= Stated problem A =
Can you reproduce word for word the part of the analog cable thread starting at "## tcusta00 (Dec" and ending at "(Nov 13, 2007)"?
= Stated problem B =
Would you pick up the forum thread on analog cable and continue it from the point where it stops?

------ Passage provided

# Analog Cable



## dorfd1 (Jul 16, 2008)

How come cable does not have to go all digital in june?


----------



## Koz (Sep 16, 2006)

Because the law only applies to publicly owned airwaves, and thus, only broadcast television.


----------



## dorfd1 (Jul 16, 2008)

Koz said:


> Because the law only applies to publicly owned airwaves, and thus, only broadcast television.


I also thought hte law required that cell phones be digital only.


----------



## tcusta00 (Dec 31, 2007)

It's only for a certain parts of the analog spectrum. More information here:

http://www.dtv.gov/consumercorner.html


----------



## BattleZone (Nov 13, 2007)

Because cable isn't OTA. Though we wouldn't be able to have HD OTA without going to digital (there isn't enough bandwidth to provide analog HD with the existing channel frequency blocks), that's not the only reason for the move to digital. Other parts included the selling off of the frequencies used by channels over UHF 51 (52-69) to be used for state and federal emergency radio services and for commercial use to phone companies to provide wireless broadband Internet access.

------------
------ Raw data

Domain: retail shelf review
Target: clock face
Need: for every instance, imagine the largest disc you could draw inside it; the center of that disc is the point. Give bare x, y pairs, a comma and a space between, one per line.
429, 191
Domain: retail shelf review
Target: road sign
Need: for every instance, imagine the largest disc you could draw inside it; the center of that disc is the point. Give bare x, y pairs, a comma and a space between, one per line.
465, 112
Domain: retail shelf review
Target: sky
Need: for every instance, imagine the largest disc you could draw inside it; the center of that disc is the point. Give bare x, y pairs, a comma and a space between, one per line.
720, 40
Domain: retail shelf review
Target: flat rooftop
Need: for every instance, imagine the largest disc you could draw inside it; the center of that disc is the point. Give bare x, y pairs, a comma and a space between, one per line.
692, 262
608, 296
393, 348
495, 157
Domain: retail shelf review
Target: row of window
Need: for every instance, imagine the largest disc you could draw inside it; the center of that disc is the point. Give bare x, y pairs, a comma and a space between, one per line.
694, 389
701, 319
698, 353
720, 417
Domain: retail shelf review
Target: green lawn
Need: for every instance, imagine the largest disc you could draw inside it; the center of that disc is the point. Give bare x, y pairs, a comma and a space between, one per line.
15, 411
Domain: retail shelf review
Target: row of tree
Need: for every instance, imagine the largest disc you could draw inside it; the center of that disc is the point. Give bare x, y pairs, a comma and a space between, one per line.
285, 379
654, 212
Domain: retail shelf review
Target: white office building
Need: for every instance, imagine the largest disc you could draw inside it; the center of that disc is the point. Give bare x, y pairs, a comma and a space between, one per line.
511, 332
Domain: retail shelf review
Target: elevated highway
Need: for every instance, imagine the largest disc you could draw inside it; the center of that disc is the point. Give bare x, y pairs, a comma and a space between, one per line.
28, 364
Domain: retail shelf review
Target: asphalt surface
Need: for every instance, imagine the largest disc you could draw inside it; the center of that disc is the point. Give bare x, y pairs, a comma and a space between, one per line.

------------

= Task result A =
## tcusta00 (Dec 31, 2007)

It's only for a certain parts of the analog spectrum. More information here:

http://www.dtv.gov/consumercorner.html


----------



## BattleZone (Nov 13, 2007)

= Task result B =
Cable is its own system, and doesn't have to worry about any of that. What they DO have to worry about is all of their customers with analog TVs who don't want to pay for cable boxes at each TV. But... they also at some point need to reclaim that analog bandwidth, as they can provide 3-5 digital HD stations for every analog channel they eliminate. Most cable franchises have been slowly moving stations into their "digital tiers", requiring cable boxes, over the last few years, and many will move to all-digital systems over the next couple of years.


----------



## dorfd1 (Jul 16, 2008)

I know someone with cable who get hd locals and sub stations and on demand preview station without a box.


----------



## machavez00 (Nov 2, 2006)

In Phoenix, Cox is slowly moving channels into the "digital tier" and soon there will be nothing left but the locals.


----------



## jpl (Jul 9, 2006)

dorfd1 said:


> I know someone with cable who get hd locals and sub stations and on demand preview station without a box.


Yes, most cable companies offer their local channels 'in the clear' - that is unencrypted. As a result, if you have a TV with a QAM tuner you can get in those channels without the need for a set top box or cable card. For example, I have FiOS, and I get locals (sd and hd), local access channels, local digital subchannels, Weatherscan Local, TV Guide channel, and all my digital music channels (they carry both Music Choice and Urge Radio) in the clear - I can get them all in on a TV with a QAM tuner.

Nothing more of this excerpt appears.